# REQUIREMENT 1:
According to the forum thread, for what reason did YouTube block the video?

# SOURCE TEXT:
_____
# End of Sesaon Edit



## andrewdod (Mar 24, 2013)

use vimeo next time much better video hosting qualities...

it felt like more of a slam video to me than an edit... the shot where you or your buddy eats shit of the branch is priceless though... the street gap fail is a close second...

i embedded the video as well...


----------



## TCB (Feb 25, 2013)

Yeah thanks a lot man

We didn't really have that much footage from this season - mostly just us eating shit - so we just kinda put everything in


----------



## andrewdod (Mar 24, 2013)

no problem definitely keep at it and use it as a way to gauge progression...


----------



## TCB (Feb 25, 2013)

Any other feedback guys?


----------



## slyder (Jan 18, 2010)

YT blocked it for content infringement 
I watched the embedded one. Some good hits, entertained me...


----------



## ThunderChunky (Oct 1, 2011)

Another reason youtube is gay as fuck and vimeo is better if you didn't have to pay for lengthy videos.


----------



## kev711 (Feb 7, 2013)

good stuff guys! just looks like you guys are having a blast....that's what it's all about....keep it up!


----------



## TCB (Feb 25, 2013)

Bump. Any other feedback guys?


----------
_____
# REQUIREMENT 2:
Gather every line of the records that contains the string "floodlight".

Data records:
_____
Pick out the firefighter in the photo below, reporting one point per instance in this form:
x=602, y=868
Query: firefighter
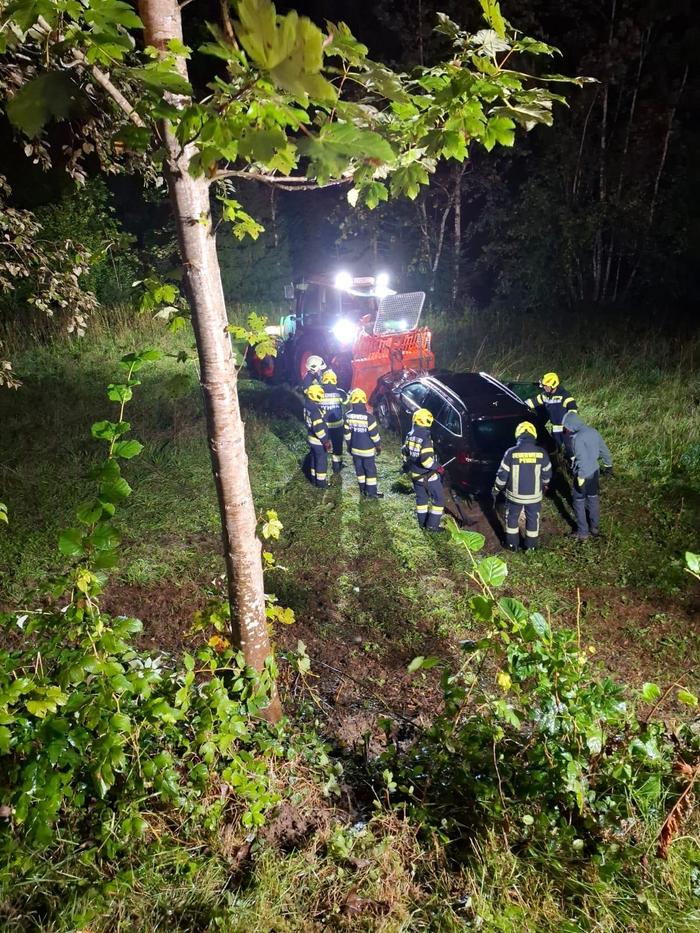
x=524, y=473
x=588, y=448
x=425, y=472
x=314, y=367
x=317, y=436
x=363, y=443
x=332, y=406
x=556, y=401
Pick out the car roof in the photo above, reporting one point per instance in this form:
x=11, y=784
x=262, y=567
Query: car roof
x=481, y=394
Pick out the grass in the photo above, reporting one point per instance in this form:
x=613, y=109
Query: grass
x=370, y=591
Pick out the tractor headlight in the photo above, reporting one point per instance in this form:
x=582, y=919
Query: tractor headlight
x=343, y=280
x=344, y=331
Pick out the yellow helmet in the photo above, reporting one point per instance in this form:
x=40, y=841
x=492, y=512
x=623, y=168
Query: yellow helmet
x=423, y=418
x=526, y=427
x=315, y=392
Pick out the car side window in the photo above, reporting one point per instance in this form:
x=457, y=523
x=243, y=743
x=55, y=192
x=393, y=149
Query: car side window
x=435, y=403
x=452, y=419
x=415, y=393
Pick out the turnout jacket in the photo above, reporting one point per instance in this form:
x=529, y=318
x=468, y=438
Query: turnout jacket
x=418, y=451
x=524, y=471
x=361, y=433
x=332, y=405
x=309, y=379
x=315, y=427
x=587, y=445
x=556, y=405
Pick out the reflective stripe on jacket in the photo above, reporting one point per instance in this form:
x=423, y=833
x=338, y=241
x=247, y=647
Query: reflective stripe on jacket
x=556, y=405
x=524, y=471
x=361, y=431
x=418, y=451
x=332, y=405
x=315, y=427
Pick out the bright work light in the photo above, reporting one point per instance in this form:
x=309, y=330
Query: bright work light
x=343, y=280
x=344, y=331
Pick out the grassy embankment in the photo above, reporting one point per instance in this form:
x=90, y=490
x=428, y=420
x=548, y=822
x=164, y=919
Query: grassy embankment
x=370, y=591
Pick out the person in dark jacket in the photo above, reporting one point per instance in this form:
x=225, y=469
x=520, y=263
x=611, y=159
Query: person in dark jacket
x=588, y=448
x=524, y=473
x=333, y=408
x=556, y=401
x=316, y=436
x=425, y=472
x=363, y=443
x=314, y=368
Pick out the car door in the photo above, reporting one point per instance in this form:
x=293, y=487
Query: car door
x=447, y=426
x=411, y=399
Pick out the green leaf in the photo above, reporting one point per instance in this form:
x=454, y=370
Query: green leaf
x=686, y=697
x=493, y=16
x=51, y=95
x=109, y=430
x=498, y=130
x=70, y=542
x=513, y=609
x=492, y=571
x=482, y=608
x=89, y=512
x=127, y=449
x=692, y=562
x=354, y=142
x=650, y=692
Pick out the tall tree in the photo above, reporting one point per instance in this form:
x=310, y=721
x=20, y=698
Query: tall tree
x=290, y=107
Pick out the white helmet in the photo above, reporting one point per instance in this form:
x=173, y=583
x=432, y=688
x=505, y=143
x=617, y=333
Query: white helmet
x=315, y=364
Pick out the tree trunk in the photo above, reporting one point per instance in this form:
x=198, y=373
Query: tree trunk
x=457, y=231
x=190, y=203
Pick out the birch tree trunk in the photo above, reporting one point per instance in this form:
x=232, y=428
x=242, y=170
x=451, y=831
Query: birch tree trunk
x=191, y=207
_____
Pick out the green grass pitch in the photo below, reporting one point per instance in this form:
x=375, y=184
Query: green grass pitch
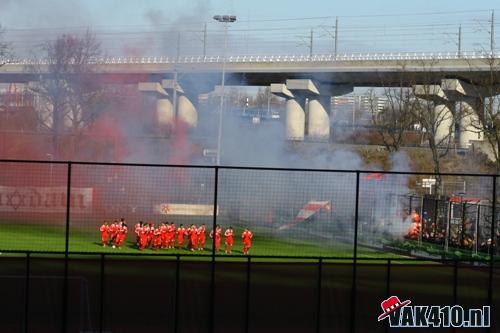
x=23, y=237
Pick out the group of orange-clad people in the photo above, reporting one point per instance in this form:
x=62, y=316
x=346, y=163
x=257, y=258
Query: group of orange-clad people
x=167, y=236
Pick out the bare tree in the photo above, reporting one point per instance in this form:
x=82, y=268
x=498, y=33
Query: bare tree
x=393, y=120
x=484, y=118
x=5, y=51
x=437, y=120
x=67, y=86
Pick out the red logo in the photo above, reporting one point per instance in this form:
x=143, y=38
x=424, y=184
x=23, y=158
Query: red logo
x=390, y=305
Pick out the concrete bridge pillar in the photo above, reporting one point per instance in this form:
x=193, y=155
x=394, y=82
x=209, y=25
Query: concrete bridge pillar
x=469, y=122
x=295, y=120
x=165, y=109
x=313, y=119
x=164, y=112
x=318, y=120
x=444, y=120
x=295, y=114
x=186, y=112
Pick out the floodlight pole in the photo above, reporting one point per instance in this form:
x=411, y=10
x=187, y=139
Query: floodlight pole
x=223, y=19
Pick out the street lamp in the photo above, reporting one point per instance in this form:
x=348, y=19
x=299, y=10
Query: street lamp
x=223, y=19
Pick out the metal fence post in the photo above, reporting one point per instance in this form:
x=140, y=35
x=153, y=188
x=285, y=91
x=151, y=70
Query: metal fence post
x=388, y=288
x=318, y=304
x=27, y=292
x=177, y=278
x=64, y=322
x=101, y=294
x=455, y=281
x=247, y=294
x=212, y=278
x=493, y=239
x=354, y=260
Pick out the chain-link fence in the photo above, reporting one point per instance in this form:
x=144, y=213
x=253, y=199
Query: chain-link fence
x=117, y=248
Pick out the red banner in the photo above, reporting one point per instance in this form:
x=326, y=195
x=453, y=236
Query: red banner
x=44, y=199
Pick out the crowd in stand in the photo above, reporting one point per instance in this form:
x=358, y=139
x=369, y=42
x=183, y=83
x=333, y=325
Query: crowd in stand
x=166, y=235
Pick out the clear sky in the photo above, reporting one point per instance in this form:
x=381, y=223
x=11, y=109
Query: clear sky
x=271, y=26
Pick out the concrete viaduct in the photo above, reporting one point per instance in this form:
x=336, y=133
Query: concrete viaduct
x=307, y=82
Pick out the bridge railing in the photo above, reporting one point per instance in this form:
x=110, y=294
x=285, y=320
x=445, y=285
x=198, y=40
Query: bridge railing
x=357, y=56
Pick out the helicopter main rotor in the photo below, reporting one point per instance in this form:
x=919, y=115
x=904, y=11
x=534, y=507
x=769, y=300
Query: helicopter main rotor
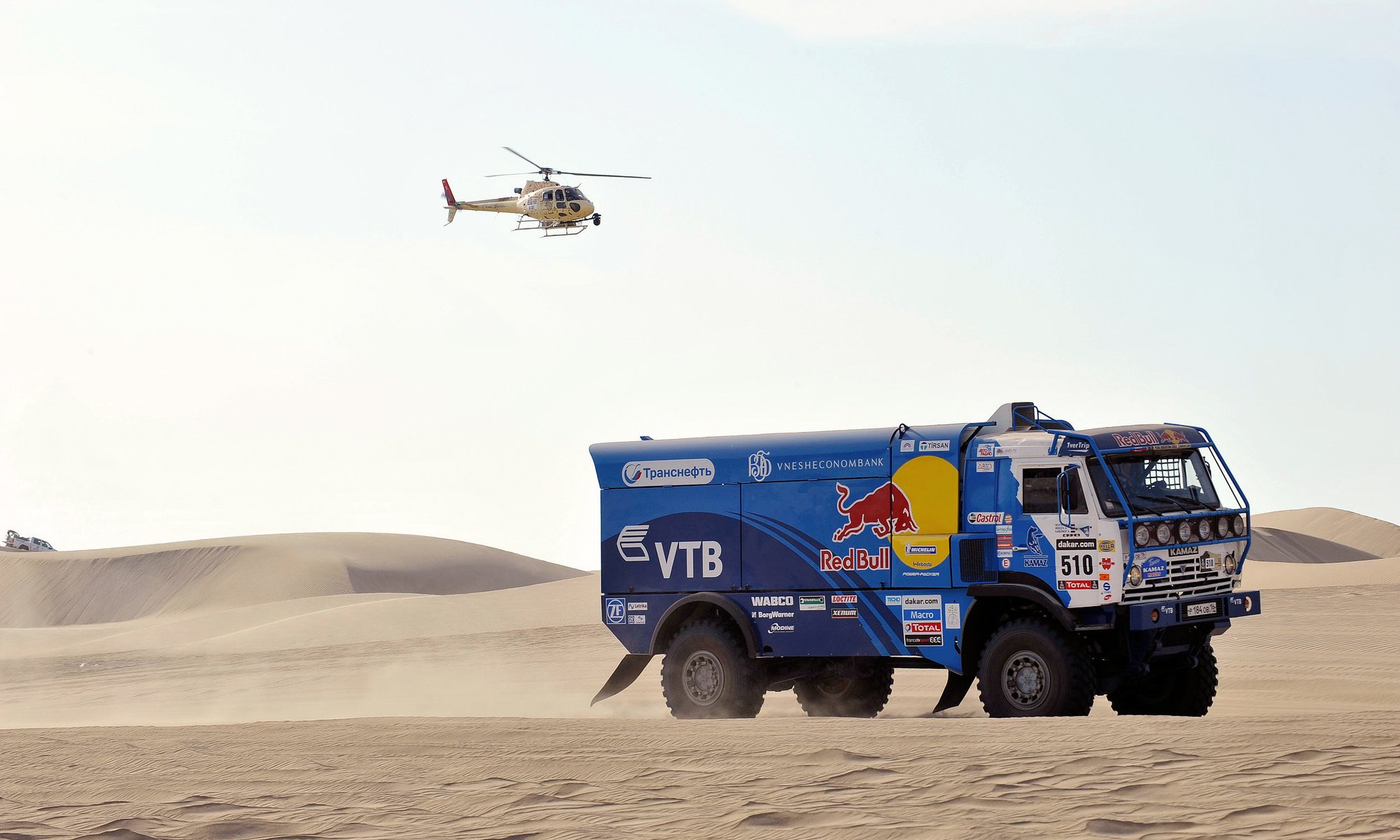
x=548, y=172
_____
# WRITTEN REPLY 1:
Content infringement.

# WRITTEN REPLY 2:
Pick out the floodlight pole in the photo above, reporting one point per instance in this form:
Query: floodlight pole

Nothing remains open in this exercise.